● Prompt:
Starting with the line containing "as [291, 10]." and going on through the line containing "Target: green leaf", rewrite those lines with "reference marker" changed to "location pin" everywhere it occurs. Keep everything else the same.

● Material for this exercise:
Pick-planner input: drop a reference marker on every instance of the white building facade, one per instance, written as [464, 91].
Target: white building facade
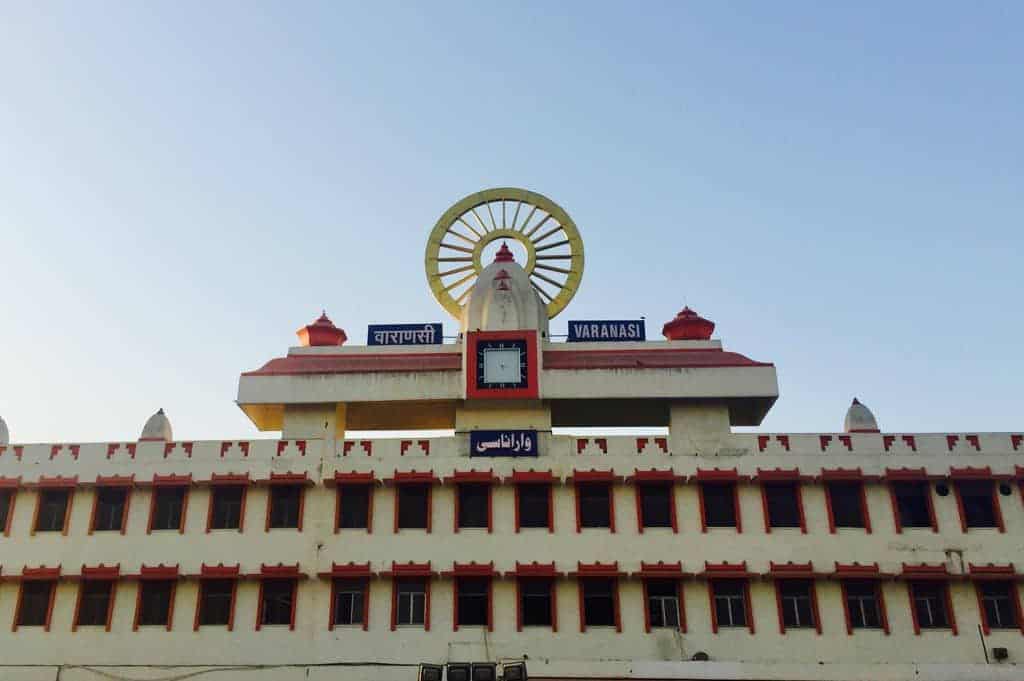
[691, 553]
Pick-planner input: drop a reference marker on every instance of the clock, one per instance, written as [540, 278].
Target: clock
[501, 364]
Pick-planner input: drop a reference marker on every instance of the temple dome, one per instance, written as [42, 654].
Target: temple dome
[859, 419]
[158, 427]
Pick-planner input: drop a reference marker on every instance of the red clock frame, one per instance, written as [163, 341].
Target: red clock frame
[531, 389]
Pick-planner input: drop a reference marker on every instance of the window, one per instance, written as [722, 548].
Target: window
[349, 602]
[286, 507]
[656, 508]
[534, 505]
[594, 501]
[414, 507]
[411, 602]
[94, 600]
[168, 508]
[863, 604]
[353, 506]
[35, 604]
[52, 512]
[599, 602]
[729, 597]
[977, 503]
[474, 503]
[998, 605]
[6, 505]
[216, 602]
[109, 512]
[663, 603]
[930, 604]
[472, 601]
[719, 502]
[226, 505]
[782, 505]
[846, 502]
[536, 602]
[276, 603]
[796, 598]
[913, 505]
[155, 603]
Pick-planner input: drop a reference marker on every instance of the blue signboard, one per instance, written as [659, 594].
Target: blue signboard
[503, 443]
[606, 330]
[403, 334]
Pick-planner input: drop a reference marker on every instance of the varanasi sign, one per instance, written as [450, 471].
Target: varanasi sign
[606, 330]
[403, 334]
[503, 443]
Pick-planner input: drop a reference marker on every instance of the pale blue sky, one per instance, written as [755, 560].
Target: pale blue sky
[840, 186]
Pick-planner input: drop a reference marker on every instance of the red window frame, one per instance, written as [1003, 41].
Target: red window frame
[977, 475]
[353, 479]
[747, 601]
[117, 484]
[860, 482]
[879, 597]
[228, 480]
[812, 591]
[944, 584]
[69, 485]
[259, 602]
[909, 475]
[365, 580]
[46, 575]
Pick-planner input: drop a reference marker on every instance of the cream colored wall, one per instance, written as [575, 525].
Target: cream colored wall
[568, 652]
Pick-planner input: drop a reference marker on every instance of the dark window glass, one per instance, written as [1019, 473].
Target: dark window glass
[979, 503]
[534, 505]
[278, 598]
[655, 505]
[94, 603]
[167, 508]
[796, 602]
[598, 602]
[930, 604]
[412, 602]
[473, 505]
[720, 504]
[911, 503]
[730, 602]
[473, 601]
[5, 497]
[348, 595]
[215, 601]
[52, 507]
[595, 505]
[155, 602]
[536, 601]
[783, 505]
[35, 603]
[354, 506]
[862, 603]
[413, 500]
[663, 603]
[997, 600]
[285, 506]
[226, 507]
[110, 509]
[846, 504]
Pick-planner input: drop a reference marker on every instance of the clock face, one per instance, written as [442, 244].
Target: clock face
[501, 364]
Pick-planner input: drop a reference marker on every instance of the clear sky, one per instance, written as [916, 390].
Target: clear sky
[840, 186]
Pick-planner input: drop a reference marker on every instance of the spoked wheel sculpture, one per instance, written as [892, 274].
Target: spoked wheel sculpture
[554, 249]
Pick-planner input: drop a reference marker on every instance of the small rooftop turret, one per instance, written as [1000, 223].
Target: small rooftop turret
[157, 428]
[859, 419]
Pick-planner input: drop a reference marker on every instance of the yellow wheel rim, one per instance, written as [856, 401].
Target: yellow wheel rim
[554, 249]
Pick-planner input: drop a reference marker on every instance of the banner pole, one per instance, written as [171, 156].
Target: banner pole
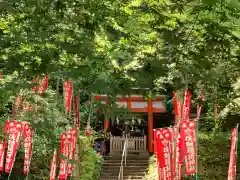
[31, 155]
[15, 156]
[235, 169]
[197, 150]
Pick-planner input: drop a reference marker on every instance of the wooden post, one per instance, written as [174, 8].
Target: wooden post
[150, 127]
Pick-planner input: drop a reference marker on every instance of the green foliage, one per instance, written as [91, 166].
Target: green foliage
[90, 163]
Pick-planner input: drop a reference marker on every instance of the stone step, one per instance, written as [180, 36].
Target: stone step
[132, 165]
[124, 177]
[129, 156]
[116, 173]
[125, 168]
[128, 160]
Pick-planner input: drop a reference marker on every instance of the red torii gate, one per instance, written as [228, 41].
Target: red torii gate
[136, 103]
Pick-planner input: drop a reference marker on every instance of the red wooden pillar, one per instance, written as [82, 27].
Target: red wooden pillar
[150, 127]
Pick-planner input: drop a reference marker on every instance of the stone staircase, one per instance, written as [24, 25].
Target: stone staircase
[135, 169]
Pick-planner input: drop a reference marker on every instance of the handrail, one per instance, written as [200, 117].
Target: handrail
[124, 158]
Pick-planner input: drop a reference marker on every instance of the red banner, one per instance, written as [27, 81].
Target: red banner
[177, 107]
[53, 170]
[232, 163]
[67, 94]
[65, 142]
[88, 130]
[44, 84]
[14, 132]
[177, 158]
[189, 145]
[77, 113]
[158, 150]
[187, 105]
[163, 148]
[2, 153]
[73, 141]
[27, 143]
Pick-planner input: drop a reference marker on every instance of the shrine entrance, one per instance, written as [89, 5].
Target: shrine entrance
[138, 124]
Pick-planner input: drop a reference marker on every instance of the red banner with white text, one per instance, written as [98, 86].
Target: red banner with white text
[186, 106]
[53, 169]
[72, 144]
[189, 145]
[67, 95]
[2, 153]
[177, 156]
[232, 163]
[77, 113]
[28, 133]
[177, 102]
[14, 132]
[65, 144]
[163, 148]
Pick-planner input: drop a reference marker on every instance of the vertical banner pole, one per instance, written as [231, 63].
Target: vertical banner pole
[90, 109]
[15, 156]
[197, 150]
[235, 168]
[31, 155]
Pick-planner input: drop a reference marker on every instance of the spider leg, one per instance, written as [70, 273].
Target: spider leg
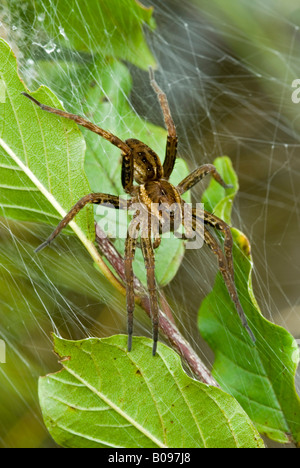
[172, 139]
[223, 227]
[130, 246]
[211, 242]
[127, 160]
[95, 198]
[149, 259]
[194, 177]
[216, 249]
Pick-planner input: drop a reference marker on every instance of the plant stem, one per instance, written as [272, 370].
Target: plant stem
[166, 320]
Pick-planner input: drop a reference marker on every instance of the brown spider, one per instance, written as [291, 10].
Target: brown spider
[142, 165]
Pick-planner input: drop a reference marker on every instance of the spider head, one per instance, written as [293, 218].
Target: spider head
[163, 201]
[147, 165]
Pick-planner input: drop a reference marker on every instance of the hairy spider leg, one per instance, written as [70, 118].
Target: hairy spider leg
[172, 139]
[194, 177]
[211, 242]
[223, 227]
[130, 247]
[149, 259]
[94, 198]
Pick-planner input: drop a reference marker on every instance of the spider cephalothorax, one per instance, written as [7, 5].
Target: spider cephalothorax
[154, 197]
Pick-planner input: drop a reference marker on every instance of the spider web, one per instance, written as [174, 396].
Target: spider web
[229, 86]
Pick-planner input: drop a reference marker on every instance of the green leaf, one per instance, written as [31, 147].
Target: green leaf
* * *
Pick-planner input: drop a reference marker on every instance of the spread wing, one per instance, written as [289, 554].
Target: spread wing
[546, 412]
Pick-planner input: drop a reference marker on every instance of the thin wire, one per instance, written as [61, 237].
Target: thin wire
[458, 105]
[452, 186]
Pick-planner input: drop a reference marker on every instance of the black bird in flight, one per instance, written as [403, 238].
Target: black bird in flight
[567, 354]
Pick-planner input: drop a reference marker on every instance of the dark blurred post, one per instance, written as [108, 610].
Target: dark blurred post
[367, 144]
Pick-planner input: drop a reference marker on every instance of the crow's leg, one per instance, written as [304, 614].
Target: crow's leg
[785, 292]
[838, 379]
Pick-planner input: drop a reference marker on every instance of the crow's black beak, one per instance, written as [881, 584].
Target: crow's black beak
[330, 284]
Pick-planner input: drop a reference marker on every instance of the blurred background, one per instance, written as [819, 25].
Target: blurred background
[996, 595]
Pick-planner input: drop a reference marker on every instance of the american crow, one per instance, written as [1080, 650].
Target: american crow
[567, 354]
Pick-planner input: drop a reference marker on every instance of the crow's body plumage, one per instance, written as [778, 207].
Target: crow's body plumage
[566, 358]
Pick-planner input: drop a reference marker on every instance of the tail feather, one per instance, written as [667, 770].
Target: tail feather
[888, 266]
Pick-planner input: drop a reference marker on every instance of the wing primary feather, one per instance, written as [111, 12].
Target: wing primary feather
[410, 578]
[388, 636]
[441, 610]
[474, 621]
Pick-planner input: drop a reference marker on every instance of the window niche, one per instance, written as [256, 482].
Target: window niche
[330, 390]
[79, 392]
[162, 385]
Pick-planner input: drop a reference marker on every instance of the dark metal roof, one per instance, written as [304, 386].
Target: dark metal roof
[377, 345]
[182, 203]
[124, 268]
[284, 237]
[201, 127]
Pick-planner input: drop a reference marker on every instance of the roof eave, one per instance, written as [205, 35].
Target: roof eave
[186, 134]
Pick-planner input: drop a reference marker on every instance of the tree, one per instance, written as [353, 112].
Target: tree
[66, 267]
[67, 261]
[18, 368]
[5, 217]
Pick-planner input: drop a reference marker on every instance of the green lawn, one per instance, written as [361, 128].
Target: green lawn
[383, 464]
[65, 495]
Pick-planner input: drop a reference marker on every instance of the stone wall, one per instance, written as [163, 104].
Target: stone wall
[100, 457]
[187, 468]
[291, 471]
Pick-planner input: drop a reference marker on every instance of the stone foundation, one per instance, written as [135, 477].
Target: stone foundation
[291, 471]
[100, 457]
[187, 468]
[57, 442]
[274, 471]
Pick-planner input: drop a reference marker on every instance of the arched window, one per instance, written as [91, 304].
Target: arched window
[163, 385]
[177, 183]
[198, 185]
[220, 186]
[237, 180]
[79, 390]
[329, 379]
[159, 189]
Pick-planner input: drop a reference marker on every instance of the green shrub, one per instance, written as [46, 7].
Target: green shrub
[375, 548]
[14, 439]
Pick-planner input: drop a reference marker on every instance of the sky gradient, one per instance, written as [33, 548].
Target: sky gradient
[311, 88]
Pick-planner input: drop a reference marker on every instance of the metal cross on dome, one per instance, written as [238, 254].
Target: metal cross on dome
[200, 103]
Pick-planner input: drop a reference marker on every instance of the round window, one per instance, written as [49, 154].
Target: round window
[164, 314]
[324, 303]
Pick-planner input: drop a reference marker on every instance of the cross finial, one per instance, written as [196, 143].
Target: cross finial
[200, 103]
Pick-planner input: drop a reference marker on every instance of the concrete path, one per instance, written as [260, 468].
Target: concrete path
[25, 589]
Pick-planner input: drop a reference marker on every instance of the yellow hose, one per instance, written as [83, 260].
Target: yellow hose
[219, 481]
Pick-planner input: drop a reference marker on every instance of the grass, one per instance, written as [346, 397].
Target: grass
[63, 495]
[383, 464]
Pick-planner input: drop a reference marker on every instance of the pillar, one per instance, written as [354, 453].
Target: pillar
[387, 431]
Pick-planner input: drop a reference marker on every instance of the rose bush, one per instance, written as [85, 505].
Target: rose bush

● Full response:
Pick-planner input: drop a location pin on every instance of the brown spider, one per instance, written as [291, 10].
Target: brown spider
[142, 165]
Pick-planner input: drop a location pin on every instance of the spider head, one per instance, written as [293, 218].
Target: spider head
[163, 201]
[147, 165]
Pick-planner input: drop a location pin on every instance of the hairy spider leg, one per instance, written as [70, 118].
Target: hairy spider leg
[172, 139]
[194, 177]
[211, 242]
[223, 227]
[130, 247]
[149, 259]
[94, 198]
Pick-planner input: drop a location pin on every instance of the spider cephalothorax, one per instance, written as [7, 5].
Target: spider cephalothorax
[154, 197]
Pick-planner input: drop a location pin on every instance of the spider web, one per instance, written as [174, 396].
Target: spider web
[229, 86]
Pick-planner input: drop a location pin on every instance of the green leaf, one per instance, written as [31, 147].
Target: green leaf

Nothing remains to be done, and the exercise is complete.